■ Given exercise ■
Starting at the line that contains "Mark the sleeve", copy each line through the final one exactly as written.

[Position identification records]
-- start --
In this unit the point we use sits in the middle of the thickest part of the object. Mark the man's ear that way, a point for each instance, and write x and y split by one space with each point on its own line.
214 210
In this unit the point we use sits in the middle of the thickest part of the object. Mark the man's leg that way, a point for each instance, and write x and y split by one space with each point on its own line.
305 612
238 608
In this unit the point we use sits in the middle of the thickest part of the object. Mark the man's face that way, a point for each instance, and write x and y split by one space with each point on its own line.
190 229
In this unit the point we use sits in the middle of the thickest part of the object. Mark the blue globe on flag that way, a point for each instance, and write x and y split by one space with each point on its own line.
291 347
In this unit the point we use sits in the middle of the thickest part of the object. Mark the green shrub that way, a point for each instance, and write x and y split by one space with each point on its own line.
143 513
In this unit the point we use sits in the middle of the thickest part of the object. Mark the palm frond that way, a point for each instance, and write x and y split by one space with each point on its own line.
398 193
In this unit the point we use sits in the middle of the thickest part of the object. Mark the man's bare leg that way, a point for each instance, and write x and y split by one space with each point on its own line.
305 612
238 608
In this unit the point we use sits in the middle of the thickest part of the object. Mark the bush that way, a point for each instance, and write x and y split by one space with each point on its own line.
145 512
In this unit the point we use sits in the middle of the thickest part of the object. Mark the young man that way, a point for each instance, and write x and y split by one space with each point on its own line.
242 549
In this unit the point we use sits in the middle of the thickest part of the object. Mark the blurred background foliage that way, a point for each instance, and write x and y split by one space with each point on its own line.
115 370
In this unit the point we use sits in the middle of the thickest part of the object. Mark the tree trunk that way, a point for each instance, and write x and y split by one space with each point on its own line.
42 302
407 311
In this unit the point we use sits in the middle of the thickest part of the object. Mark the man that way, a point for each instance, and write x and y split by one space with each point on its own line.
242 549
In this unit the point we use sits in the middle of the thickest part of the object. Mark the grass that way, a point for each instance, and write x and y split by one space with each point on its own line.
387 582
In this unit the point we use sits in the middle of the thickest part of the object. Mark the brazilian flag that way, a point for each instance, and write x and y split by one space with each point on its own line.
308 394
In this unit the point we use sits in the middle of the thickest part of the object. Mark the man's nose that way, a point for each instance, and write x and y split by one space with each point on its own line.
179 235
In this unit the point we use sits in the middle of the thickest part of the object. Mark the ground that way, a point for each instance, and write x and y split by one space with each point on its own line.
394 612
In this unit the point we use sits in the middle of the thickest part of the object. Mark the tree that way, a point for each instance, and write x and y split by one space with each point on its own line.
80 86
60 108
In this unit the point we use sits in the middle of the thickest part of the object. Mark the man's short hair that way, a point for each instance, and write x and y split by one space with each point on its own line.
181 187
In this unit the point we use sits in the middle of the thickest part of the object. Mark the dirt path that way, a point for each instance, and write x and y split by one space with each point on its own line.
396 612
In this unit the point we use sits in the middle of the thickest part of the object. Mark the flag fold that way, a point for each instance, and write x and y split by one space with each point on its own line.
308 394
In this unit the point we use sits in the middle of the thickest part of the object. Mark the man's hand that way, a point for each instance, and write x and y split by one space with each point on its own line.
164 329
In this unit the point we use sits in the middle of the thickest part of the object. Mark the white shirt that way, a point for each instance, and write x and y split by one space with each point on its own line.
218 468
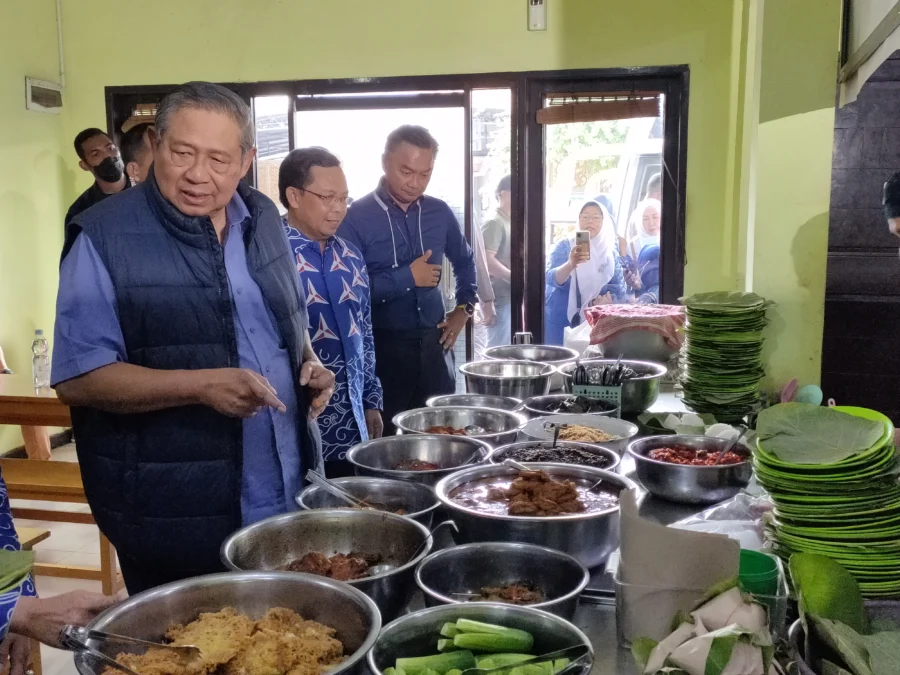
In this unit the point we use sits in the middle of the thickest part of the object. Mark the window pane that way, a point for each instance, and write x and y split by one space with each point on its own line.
271 142
615 164
491 130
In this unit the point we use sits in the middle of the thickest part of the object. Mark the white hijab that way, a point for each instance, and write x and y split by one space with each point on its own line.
591 276
635 234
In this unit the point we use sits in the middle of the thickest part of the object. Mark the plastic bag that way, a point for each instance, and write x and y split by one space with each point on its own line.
739 518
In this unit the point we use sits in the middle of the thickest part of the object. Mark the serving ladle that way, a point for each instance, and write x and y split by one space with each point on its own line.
336 491
75 638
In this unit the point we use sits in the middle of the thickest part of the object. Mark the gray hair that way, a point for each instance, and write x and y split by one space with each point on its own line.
210 97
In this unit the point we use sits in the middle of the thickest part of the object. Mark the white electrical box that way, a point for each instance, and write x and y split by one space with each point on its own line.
43 96
537 14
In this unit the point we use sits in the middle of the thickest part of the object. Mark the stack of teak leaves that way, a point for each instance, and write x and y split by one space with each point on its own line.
832 475
723 353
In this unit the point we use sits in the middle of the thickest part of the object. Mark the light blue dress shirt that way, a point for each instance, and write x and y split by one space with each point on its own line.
88 336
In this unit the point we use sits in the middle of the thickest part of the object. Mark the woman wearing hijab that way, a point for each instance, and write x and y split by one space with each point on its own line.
642 229
578 278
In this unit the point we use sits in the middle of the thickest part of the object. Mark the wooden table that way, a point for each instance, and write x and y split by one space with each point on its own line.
59 482
33 410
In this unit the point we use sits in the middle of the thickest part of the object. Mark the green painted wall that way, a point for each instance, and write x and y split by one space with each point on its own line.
793 179
33 179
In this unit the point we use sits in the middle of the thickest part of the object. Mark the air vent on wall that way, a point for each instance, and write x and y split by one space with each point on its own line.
43 96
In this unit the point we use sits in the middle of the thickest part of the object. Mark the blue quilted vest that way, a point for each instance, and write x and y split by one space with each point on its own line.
165 486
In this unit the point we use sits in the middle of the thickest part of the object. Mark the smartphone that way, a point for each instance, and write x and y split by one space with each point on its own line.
583 239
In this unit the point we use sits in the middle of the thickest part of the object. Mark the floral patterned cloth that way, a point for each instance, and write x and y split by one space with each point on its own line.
338 301
9 541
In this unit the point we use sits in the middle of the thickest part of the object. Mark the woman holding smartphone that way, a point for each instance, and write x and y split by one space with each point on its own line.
582 273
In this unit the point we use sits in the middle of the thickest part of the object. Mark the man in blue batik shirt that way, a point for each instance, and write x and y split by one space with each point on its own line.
313 188
182 347
404 236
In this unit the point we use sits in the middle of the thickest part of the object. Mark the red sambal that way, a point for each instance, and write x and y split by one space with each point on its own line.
680 454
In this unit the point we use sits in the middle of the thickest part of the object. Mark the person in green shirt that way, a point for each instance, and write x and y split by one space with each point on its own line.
496 233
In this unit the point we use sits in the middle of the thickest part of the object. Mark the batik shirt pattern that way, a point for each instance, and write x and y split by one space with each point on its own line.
340 324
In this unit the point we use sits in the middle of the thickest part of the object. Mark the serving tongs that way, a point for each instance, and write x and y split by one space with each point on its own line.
75 638
578 656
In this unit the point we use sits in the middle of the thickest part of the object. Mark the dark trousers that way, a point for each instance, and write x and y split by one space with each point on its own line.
140 577
412 366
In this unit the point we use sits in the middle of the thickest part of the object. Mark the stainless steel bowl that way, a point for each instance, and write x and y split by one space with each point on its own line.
469 568
379 456
518 379
638 393
418 501
275 542
414 634
622 430
689 484
553 355
501 453
474 401
536 406
639 345
500 426
149 615
588 537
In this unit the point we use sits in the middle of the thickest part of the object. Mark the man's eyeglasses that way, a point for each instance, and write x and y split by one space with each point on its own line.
328 200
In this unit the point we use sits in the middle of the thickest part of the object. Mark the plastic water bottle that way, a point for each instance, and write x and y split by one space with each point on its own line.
40 361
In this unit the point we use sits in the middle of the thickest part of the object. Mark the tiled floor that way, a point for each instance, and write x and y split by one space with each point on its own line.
68 543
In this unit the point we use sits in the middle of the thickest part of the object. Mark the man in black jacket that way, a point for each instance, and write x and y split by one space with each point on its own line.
182 347
100 156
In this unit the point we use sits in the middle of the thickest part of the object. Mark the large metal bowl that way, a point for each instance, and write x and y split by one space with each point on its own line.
469 568
501 426
149 615
588 537
414 634
275 542
379 456
689 484
638 393
518 379
501 453
552 355
622 430
417 500
474 401
536 406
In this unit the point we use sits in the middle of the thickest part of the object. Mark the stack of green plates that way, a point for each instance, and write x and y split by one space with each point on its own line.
849 510
723 346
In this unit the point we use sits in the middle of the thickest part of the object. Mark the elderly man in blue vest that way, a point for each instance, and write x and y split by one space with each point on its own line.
182 346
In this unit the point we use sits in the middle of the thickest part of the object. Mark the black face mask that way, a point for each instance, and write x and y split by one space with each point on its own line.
110 170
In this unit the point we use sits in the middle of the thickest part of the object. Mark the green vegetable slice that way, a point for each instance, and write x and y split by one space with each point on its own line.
459 660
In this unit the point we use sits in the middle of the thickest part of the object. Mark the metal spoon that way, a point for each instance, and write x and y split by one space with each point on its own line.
339 492
731 445
76 639
375 570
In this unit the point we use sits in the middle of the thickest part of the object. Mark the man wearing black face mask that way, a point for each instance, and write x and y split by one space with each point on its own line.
99 155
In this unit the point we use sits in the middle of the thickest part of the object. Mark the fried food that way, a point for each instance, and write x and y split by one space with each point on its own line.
584 434
281 643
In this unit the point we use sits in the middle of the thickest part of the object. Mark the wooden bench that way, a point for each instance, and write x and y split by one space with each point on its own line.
28 537
30 479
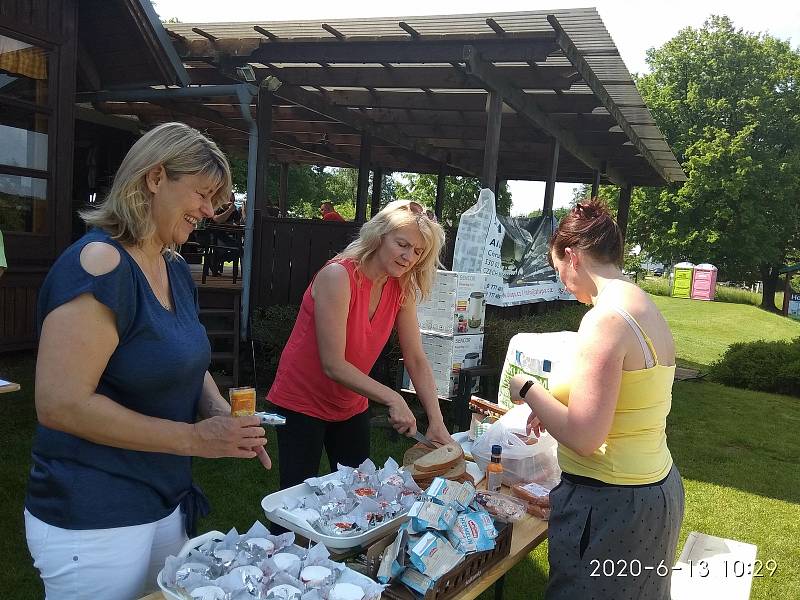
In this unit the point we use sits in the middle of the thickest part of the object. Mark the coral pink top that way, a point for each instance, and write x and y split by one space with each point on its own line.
300 383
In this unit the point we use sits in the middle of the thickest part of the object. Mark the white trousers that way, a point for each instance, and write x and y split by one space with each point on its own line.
119 563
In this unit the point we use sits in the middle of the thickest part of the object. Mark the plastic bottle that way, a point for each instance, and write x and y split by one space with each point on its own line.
494 470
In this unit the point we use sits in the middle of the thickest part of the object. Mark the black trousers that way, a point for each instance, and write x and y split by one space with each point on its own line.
302 438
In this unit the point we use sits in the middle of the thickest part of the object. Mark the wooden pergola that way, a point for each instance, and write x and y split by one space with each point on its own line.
540 95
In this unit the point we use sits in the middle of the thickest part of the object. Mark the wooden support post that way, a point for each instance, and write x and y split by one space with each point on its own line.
625 192
497 183
787 292
363 178
492 147
264 124
595 183
377 185
439 203
550 185
283 190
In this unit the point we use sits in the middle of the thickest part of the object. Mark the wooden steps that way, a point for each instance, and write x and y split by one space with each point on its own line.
219 313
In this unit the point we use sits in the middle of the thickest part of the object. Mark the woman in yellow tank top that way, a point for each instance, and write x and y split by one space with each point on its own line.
617 512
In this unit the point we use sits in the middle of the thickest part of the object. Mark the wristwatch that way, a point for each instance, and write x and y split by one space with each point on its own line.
527 386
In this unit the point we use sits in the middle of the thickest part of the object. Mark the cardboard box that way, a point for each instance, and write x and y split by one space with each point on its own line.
447 354
457 305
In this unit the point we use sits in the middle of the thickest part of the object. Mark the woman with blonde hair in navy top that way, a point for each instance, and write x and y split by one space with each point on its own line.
123 394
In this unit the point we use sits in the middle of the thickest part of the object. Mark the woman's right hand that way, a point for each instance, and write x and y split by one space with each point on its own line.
225 436
400 416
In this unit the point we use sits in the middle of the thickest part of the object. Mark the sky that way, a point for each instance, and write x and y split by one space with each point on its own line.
635 26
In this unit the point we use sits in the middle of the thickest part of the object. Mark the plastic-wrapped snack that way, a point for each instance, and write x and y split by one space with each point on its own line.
533 493
249 575
473 532
345 591
315 576
287 562
434 556
340 528
446 492
393 559
284 591
417 581
431 515
271 418
208 592
502 507
187 569
540 512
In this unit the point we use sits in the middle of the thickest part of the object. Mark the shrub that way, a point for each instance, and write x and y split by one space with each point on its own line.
500 331
270 330
763 366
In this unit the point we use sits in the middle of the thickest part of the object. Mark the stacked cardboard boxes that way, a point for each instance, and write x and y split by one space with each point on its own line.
451 322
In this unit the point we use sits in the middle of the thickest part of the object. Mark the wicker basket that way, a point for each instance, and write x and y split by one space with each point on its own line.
450 584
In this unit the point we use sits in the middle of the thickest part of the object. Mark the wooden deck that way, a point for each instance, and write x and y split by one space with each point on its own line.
223 282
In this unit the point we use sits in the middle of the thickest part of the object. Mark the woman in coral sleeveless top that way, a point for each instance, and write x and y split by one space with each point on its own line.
345 319
620 501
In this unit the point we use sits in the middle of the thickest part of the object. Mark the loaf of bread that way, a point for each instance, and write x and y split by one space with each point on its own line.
441 459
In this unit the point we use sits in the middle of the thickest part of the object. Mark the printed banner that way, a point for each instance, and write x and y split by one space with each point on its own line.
511 251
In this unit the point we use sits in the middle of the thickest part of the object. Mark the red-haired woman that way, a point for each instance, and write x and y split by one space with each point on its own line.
621 500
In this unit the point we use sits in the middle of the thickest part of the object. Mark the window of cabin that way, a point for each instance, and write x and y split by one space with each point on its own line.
25 111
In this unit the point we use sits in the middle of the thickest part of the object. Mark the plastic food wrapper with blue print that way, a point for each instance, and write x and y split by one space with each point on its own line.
441 532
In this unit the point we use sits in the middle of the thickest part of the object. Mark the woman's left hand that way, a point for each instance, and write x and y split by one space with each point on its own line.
534 426
514 387
437 432
263 456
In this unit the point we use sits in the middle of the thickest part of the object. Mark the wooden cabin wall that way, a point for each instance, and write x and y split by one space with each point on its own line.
50 24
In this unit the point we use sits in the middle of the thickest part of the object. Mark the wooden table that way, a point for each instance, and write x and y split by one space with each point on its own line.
526 535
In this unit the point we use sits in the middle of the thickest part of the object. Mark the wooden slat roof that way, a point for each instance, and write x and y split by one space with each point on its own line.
407 76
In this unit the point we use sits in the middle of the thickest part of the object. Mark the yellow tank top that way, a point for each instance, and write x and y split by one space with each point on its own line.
635 451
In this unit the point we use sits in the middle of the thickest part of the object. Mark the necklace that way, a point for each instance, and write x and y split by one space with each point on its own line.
161 290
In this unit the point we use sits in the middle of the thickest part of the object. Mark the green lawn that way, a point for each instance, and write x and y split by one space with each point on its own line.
737 450
703 330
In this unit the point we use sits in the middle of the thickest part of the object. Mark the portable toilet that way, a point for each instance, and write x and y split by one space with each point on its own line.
682 280
704 282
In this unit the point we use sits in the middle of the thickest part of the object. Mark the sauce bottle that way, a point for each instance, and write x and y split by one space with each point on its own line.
494 470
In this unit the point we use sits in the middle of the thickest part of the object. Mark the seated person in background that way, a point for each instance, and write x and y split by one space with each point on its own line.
226 215
329 213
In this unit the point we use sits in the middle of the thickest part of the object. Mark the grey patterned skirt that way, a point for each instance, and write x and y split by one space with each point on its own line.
613 542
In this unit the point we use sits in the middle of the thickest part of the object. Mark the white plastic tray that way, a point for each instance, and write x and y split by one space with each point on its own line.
273 506
194 543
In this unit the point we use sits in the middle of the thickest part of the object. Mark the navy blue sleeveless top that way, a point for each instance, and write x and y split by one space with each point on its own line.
157 370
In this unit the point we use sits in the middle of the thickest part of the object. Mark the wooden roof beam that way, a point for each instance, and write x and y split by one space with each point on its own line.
333 31
267 34
359 122
526 106
423 77
418 50
574 55
495 27
409 30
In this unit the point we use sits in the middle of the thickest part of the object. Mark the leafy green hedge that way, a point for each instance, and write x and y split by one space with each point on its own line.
763 366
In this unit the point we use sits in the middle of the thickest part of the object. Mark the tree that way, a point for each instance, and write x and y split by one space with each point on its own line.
728 103
459 194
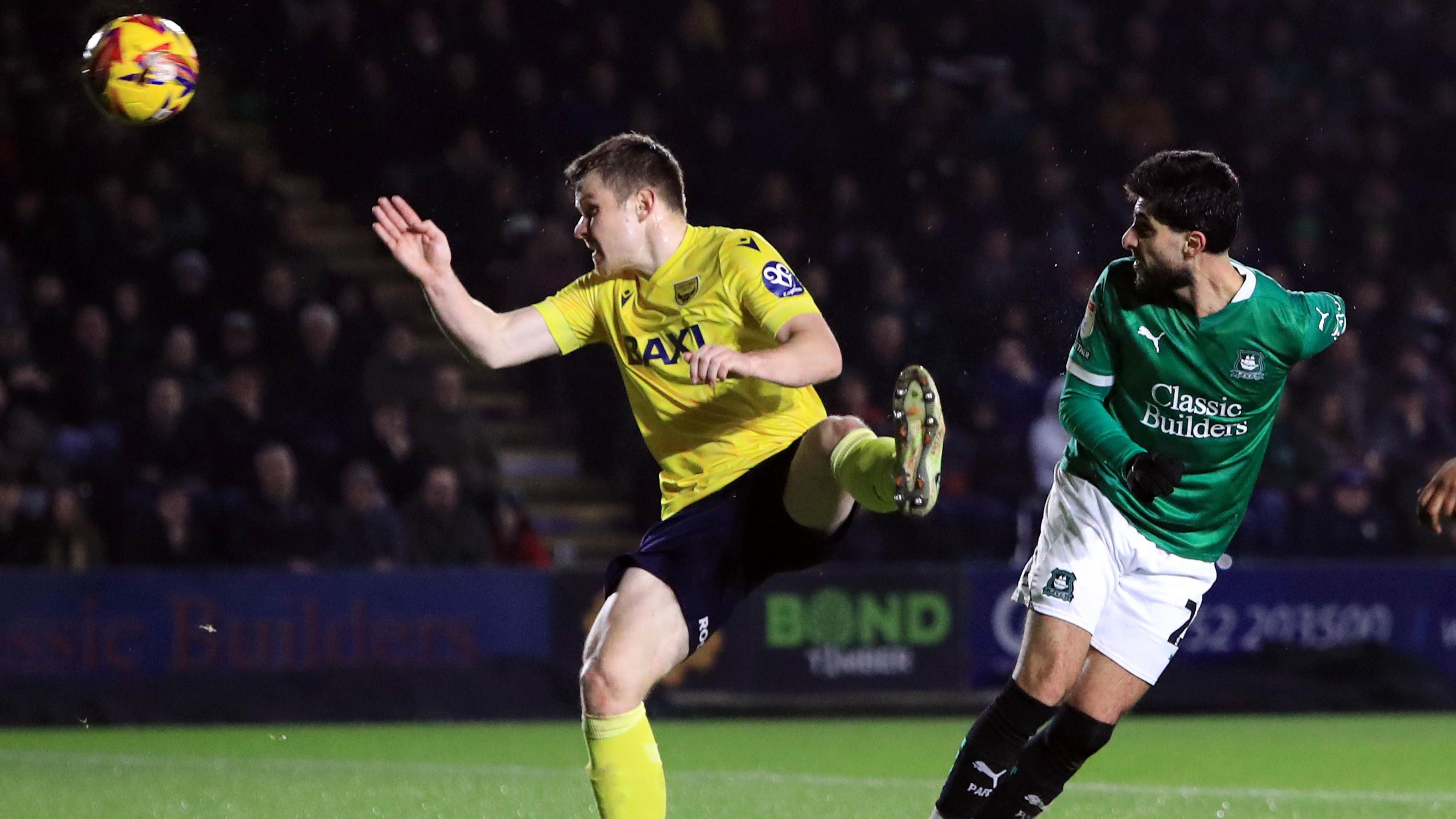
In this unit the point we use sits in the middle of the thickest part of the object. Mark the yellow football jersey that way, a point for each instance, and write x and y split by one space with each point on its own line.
721 286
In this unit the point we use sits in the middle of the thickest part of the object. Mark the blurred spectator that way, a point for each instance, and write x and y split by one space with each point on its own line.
276 525
239 340
453 433
279 314
193 302
238 423
516 538
446 531
319 391
397 372
180 362
171 531
391 449
1349 522
94 385
71 540
19 531
366 530
135 334
162 447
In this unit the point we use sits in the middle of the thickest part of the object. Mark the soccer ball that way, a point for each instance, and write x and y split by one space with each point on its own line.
140 69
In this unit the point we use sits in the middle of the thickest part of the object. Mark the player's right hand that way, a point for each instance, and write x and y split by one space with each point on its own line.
1152 475
1438 500
420 247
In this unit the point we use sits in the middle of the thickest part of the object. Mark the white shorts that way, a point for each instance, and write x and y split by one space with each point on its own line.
1095 570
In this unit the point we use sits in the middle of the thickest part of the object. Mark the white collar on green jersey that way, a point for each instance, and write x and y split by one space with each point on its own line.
1250 279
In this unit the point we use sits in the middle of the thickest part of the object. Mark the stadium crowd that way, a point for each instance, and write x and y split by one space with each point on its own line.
185 382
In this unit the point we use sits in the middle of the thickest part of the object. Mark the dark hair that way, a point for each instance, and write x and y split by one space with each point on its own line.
631 162
1190 190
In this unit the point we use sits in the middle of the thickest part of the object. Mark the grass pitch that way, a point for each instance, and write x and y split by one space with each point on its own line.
1379 767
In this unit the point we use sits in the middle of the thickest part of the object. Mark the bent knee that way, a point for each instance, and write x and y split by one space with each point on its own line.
608 690
833 429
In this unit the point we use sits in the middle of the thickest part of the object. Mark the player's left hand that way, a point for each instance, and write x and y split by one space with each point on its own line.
1438 500
714 363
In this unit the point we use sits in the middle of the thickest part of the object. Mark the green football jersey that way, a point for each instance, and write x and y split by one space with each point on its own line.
1205 391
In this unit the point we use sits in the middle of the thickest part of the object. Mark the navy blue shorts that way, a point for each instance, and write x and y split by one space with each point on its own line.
724 546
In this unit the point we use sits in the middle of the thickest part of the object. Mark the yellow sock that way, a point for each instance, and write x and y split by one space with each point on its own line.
865 467
625 767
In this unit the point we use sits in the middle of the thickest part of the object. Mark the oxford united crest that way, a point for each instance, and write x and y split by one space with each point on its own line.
685 290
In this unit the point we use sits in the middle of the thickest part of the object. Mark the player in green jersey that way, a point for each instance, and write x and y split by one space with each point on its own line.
1173 384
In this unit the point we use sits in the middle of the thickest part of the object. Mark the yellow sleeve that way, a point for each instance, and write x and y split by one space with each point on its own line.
764 282
571 314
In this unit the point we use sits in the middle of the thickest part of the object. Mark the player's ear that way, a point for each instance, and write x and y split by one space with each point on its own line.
644 202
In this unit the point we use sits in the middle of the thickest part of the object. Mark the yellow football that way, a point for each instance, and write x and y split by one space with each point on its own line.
140 69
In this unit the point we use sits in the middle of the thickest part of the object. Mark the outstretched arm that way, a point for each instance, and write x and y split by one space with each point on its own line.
1438 500
1085 417
497 340
807 355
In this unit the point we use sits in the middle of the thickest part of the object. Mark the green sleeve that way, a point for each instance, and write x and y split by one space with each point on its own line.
1321 318
1087 419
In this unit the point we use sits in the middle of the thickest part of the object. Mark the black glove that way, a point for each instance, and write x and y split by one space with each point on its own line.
1152 475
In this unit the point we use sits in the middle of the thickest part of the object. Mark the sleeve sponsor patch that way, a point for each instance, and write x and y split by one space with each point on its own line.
781 280
1088 320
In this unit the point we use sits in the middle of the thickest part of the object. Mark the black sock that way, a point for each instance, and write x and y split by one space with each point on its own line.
1046 766
991 750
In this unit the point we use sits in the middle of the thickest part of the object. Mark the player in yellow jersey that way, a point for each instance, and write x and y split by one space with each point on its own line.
719 346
-- end --
■ Result for this exercise ■
In this unit the point we use sits in the middle of the thickest part of the object. Mark the sleeve sponsor patch that way, a point for each instance, and write x and y split by one space with each point on its own line.
781 280
1088 320
In this unit the point we use sits in the middle of the thickest part of the object. Mark the black sock that way, a point for each instance, and write x and y split by one space with each point on its own line.
1046 766
991 750
In this unit the point we use sits in the middle of the thickest part of the object. Mark the player in yellow jersey that way, a point for each instance, and write x and y split by one space with each point on its own line.
719 346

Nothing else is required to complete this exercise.